* [PROMPT A] Write out the part of the electronic minimization page that begins at the words "and the Kohn-Sham" and stops after "self-consistency cycle (SCC).".
* [PROMPT B]
Answer these from the electronic minimization page:
(i) What are very elongated cells prone to?
(ii) What does the ground state minimize?
(iii) Under what constraint on the orbitals are the Kohn-Sham equations solved?

───── SELECTED PASSAGE

Category:Electronic minimization: Difference between revisions

By electronic minimization we denote the process of determining the electronic ground state. This is an integral part of the vast majority of VASP calculations. The electronic minimization in VASP is highly optimized, and different settings warrant the use of different algorithms or procedures. For instance, very elongated cells are prone to charge sloshing, which hampers convergence and can be avoided by clever settings in the density mixer. To learn the basics of electronic minimization in practice, visit the following how-to pages:

• Setting up an electronic minimization
• Troubleshooting electronic convergence

Theoretical background

Within the context of Hohenberg-Kohn-Sham density functional theory, the ground state is that state of the system that minimizes the Kohn-Sham free energy:

${\displaystyle F = \sum_n f_n \epsilon_n -E_{\rm H}\left[ \rho \right] + E_{\rm xc} \left[ \rho \right] -\int V_{\rm xc}({\bf r})\rho({\bf r})d{\bf r} - \sum_n \sigma S \left( \frac{\epsilon_n - \mu}{\sigma} \right) }$

where the electronic density is given by:

${\displaystyle \rho({\bf r})= \sum_n f_{n} |\psi_{n}({\bf r})|^2 }$

and the Kohn-Sham orbitals and eigenenergies, ${\displaystyle \{\psi_n, \epsilon_n \}}$ are solutions to the Kohn-Sham equations:

${\displaystyle H \left[ \rho \right] | \psi_n \rangle = \epsilon_n S | \psi_n \rangle }$

under the constraint that the orbitals are S-orthonormal:

${\displaystyle \langle \psi_m | S | \psi_n \rangle = \delta_{mn} }$

The various algorithms for electronic minimization VASP offers, can be roughly divided into two categories:

• Iterative matrix diagonalisation + density mixing, aka the self-consistency cycle (SCC).

──────────
───── RECORD EXTRACTS

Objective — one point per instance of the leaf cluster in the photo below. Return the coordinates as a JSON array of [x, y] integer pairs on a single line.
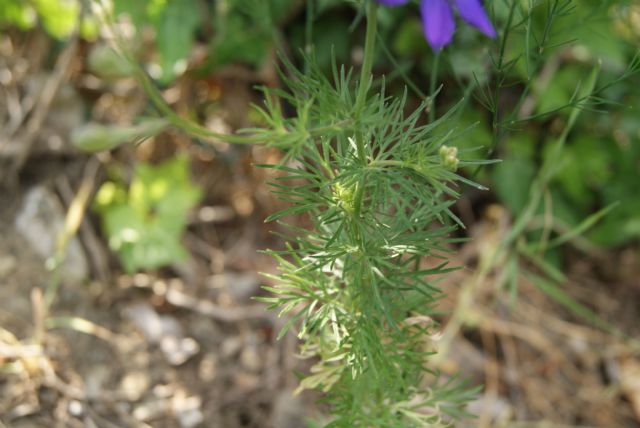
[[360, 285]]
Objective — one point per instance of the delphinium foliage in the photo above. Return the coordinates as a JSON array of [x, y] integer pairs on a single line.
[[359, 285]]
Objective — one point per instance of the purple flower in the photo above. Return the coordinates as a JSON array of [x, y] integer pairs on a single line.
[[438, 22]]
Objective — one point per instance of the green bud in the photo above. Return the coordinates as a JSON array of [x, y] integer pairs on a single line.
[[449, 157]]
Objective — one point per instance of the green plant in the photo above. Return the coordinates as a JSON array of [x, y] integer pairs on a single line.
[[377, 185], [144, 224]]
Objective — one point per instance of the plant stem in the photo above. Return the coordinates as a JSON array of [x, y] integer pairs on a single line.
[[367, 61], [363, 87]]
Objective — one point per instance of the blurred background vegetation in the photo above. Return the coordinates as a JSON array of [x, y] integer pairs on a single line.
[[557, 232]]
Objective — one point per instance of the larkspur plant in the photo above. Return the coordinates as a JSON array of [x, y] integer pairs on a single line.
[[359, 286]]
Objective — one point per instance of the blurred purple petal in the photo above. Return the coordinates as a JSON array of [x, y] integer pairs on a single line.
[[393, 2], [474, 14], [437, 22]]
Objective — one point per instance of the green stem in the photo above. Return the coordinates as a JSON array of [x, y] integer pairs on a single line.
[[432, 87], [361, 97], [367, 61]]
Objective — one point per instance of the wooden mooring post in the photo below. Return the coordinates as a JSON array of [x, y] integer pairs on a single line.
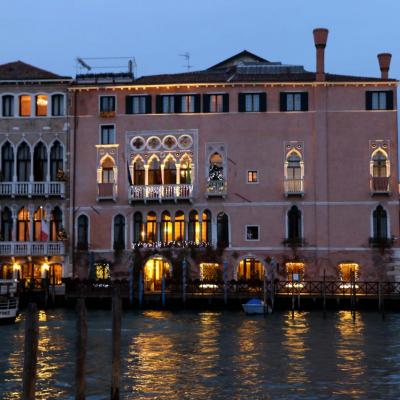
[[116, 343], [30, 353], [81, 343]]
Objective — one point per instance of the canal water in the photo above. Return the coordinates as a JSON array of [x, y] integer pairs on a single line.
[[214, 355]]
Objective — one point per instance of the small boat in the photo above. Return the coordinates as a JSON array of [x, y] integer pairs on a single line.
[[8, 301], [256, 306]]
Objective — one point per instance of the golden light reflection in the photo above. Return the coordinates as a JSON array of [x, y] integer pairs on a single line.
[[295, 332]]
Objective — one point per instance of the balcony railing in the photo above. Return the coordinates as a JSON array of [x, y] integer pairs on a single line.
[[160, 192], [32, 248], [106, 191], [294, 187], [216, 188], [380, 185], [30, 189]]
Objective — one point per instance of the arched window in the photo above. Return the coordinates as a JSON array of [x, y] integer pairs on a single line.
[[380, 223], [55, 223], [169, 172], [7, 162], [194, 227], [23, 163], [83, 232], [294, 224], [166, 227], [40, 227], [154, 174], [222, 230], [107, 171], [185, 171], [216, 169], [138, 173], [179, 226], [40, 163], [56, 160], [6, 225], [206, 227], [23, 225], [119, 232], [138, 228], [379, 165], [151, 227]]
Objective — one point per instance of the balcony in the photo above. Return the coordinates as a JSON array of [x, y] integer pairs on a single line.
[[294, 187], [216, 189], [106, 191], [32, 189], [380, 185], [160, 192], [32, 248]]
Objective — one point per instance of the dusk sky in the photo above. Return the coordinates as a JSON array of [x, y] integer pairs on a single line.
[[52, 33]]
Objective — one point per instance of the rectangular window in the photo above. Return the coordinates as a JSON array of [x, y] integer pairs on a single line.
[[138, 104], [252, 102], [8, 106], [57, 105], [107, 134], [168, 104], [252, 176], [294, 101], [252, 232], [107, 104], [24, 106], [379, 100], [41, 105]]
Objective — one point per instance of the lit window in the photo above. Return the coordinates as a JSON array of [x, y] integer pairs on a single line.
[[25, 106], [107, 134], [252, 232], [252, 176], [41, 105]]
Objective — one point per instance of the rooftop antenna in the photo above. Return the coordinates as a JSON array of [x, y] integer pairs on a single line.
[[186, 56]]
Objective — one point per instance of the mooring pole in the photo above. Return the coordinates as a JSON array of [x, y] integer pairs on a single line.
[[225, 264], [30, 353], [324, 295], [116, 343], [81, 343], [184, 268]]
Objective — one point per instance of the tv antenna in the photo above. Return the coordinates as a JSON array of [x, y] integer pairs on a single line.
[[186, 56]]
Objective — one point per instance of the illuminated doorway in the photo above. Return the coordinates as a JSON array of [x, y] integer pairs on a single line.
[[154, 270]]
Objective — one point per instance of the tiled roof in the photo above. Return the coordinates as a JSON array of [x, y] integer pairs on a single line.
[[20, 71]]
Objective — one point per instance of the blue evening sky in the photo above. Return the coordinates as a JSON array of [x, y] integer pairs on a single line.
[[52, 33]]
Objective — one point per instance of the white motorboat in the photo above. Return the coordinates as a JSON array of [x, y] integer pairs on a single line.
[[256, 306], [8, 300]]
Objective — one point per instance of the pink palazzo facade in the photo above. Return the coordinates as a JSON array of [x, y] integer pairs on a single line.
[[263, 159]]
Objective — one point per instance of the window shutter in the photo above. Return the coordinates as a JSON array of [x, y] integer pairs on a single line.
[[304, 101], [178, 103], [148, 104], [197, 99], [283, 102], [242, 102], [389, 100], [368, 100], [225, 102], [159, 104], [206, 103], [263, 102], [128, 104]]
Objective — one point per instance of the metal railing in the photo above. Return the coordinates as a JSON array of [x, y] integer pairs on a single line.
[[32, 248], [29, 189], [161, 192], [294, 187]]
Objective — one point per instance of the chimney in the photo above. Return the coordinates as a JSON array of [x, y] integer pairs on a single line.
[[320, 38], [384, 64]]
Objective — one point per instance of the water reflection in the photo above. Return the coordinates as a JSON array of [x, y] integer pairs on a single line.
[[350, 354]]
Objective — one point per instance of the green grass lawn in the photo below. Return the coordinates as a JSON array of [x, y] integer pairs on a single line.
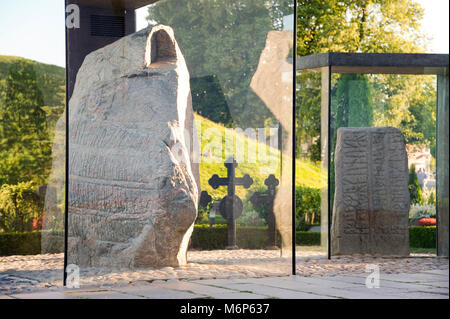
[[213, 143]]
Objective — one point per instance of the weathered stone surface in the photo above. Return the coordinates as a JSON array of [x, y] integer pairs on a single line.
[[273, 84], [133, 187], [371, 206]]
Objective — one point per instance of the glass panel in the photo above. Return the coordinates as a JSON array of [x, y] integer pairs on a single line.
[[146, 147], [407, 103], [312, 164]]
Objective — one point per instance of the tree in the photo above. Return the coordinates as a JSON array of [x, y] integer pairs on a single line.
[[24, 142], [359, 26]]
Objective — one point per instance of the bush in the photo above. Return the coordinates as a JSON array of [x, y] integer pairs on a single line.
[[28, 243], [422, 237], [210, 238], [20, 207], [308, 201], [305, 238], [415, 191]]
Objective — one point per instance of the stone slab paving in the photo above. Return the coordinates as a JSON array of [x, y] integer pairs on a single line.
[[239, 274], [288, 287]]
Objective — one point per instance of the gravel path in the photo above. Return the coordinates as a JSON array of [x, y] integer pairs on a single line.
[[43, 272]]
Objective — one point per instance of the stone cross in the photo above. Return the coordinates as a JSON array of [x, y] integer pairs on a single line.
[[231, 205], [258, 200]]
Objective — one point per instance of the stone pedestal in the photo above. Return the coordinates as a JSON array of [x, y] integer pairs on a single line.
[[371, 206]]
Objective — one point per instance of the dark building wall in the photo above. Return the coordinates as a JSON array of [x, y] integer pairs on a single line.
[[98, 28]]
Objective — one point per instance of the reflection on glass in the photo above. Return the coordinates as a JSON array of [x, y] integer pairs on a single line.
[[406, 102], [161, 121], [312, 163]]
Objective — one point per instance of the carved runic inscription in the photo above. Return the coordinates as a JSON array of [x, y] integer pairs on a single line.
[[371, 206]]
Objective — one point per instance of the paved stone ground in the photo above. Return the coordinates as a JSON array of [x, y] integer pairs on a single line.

──────────

* [TASK OUTPUT A]
and the Kohn-Sham orbitals and eigenenergies, ${\displaystyle \{\psi_n, \epsilon_n \}}$ are solutions to the Kohn-Sham equations:

${\displaystyle H \left[ \rho \right] | \psi_n \rangle = \epsilon_n S | \psi_n \rangle }$

under the constraint that the orbitals are S-orthonormal:

${\displaystyle \langle \psi_m | S | \psi_n \rangle = \delta_{mn} }$

The various algorithms for electronic minimization VASP offers, can be roughly divided into two categories:

• Iterative matrix diagonalisation + density mixing, aka the self-consistency cycle (SCC).

* [TASK OUTPUT B]
(i) Charge sloshing.
(ii) The Kohn-Sham free energy.
(iii) The orbitals must be S-orthonormal.